Según el borrador de ley de doña Elena, las penas van aumentando. Tengo entendido que quien venda un paquete de tabaco a un menor le confiscan el patrimonio, y al restaurador que permita el incumplimiento en su local de tan salutífera normativa le fusilarán sin juicio previo, al amanecer. Di que sí, la sociedad debe defenderse de sus elementos más nocivos.

Aquí nos hemos vuelto todos idiotas o sufrimos de enajenación transitoria, pero, al parecer, el día aún no había terminado. Así, coincidiendo con el aldabonazo legal de doña Elena, se hacía pública una encuesta entre universitarios españoles. Lo más sorprendente, ergo lo más resaltado, es que la Iglesia es la institución en la que menos confían los universitarios. Una conclusión, sin duda, preocupante, pero profundicemos en ella. ¿Por qué a la futura clase dirigente del país no le gusta la Iglesia? ¿Quizás le disgusta la teología cristocéntrica del Magisterio eclesial? ¿El Misterio de la Santísima Trinidad? ¿El problema de los Universales? ¿La doctrina social? No, casualmente, lo que a nuestros universitarios no les gusta de la Iglesia es su doctrina sexual. ¿En qué estarían ellos pensando? No les gusta que la Iglesia condene el aborto, la eutanasia, y, sobre todo, el condón y la píldora del día después, los medios pret à porter para refocilarse el sábado sin apesadumbrarse el lunes. El resto de la doctrina cristiana les entusiasmaría si lo conocieran, pero la doctrina sexual no se concilia con el subidón hormonal propio de la adolescencia y la juventud. A mí no me extraña que no les guste. Al menos, si uno tiene lo que podríamos llamar una conciencia progresista, es decir, laxa, no puede gustarle lo que se dice nada, por la misma razón de que a los adultos no nos gusta envejecer y a los pobres les fastidia no ser ricos. Siempre he dicho que me empezaré a preocupar por la situación de la Iglesia cuando no vea ancianos en ellas, no cuando note la ausencia de los jóvenes. La razón es muy simple: cuando cumples los sesenta, la muerte deja de ser algo posible para convertirse en algo probable.

Ítems extraídos:
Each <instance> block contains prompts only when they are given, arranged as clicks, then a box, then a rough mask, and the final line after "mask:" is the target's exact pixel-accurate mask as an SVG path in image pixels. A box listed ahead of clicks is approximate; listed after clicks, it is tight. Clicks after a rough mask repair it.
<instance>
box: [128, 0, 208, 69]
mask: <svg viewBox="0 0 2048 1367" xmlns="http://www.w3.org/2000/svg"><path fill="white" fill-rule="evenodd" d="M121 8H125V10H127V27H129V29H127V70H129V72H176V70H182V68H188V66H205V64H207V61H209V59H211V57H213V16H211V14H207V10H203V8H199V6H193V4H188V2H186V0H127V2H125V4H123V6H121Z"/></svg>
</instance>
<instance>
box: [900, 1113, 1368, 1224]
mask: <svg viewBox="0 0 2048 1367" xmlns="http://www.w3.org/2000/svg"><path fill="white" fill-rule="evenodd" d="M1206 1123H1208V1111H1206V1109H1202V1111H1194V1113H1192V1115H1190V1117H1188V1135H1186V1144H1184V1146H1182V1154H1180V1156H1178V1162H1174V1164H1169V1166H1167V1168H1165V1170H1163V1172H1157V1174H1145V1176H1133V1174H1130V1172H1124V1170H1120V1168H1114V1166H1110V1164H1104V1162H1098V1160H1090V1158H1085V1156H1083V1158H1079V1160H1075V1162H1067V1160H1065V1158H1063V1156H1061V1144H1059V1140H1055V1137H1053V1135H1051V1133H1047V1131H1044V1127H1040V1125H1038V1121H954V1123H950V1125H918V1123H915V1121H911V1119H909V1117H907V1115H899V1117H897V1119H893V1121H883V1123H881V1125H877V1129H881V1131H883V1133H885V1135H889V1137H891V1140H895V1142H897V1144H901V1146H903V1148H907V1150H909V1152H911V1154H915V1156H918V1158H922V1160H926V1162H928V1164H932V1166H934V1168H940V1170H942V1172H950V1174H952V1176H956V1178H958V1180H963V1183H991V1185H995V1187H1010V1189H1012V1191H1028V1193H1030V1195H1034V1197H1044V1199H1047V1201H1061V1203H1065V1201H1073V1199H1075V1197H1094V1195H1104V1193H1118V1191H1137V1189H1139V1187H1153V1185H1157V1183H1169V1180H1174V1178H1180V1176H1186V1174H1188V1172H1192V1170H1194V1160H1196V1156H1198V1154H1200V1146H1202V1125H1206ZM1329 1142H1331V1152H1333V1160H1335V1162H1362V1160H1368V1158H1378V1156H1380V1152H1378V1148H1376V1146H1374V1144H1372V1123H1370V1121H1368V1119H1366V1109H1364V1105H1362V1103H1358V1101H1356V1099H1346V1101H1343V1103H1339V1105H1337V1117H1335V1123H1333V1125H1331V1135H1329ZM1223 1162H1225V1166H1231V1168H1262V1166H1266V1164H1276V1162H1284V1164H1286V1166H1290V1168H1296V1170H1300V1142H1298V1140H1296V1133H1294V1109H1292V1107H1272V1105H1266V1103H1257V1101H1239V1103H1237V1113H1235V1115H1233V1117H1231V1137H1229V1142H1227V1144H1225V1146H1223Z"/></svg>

Instrucciones:
1) Transcribe literalmente el fragmento del texto que comienza en las palabras "Según el borrador" y termina después de las palabras "elementos más nocivos.".
2) Responde estas preguntas a partir del texto:
(a) Según la encuesta entre universitarios españoles, ¿en qué institución confían menos?
(b) ¿Qué le hacen, según tiene entendido quien escribe, a quien venda un paquete de tabaco a un menor?
(c) ¿Cuándo afirma quien escribe que empezará a preocuparse por la situación de la Iglesia?
Los ítems constituyen un material independiente del texto.

Respuestas:
1)
Según el borrador de ley de doña Elena, las penas van aumentando. Tengo entendido que quien venda un paquete de tabaco a un menor le confiscan el patrimonio, y al restaurador que permita el incumplimiento en su local de tan salutífera normativa le fusilarán sin juicio previo, al amanecer. Di que sí, la sociedad debe defenderse de sus elementos más nocivos.

2)
(a) La institución en la que menos confían es la Iglesia.
(b) A esa persona le confiscan el patrimonio.
(c) Empezará a preocuparse cuando no vea ancianos en ellas.